*** Opening Input data ***

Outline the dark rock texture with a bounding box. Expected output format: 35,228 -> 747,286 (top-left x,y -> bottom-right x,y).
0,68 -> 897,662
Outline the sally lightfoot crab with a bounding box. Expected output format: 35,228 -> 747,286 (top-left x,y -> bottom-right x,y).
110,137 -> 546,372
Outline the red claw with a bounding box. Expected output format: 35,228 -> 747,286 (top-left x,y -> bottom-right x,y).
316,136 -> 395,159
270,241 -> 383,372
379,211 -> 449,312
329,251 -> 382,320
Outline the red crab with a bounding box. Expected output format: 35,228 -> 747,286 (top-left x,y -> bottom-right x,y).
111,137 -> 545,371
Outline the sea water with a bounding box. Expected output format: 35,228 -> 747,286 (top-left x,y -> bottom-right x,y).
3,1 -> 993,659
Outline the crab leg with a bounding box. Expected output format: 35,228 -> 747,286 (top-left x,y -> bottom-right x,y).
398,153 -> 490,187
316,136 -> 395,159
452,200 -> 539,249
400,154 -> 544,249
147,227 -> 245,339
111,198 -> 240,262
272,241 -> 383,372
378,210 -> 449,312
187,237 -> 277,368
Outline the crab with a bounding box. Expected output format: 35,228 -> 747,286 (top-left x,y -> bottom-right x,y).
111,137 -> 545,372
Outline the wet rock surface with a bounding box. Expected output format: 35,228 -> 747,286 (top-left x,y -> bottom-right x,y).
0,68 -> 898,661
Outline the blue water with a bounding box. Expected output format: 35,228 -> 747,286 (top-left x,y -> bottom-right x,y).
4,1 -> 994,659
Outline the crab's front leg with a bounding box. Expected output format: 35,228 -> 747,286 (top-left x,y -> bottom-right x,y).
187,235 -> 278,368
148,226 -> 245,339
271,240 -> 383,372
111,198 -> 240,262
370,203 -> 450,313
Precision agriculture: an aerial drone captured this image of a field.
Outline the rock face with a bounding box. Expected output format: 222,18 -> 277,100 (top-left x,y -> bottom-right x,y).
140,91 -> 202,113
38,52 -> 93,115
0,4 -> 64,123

*** Closing Input data ***

**Work required:**
All of the entries above need to be reproduced verbatim.

**Solved exercise:**
Outline the dark rock texture with a bounding box. Expected output format: 35,228 -> 747,286 (top-left x,y -> bottom-right x,y).
0,68 -> 897,662
Outline the sally lightfoot crab with a bounding box. Expected output format: 35,228 -> 747,286 (top-left x,y -> bottom-right x,y).
110,137 -> 546,372
Outline the red claw with a bounding box. Expected output format: 35,228 -> 747,286 (top-left x,y -> bottom-right x,y).
316,136 -> 395,159
270,241 -> 383,372
379,211 -> 449,312
329,251 -> 382,320
Outline the red crab with a bounding box. Expected output format: 35,228 -> 747,286 (top-left x,y -> bottom-right x,y).
111,137 -> 545,371
Outline the sea water with a bounding box. Expected output format: 35,228 -> 747,286 (top-left x,y -> bottom-right x,y).
3,1 -> 993,659
Outline the crab leg with a bounding box. Expected output format: 35,228 -> 747,286 (top-left x,y -> bottom-right x,y).
398,153 -> 490,187
316,136 -> 395,159
452,200 -> 539,249
400,154 -> 544,249
147,227 -> 245,339
111,198 -> 240,262
272,241 -> 383,372
378,210 -> 449,312
187,237 -> 277,368
Outline the crab with a bounding box. Expected output format: 35,228 -> 747,286 (top-left x,y -> bottom-right x,y).
111,137 -> 545,372
Outline the wet rock surface with a bounding box. Expected output format: 35,228 -> 747,286 (top-left x,y -> bottom-right x,y).
0,68 -> 898,661
Outline the blue water with a bounding box. Expected output format: 35,228 -> 747,286 (top-left x,y -> bottom-right x,y).
4,1 -> 994,659
Outline the crab's front leg with a bounding box. Expected output format: 35,228 -> 747,286 (top-left x,y -> bottom-right x,y).
187,235 -> 278,368
148,226 -> 245,339
271,240 -> 383,372
111,198 -> 240,262
370,203 -> 450,313
Precision agriculture: an aerial drone captured this image of a field.
Outline the rock face with a bounding box. Expected output format: 222,18 -> 277,100 (top-left x,y -> bottom-right x,y).
140,91 -> 202,113
38,52 -> 93,115
0,4 -> 64,123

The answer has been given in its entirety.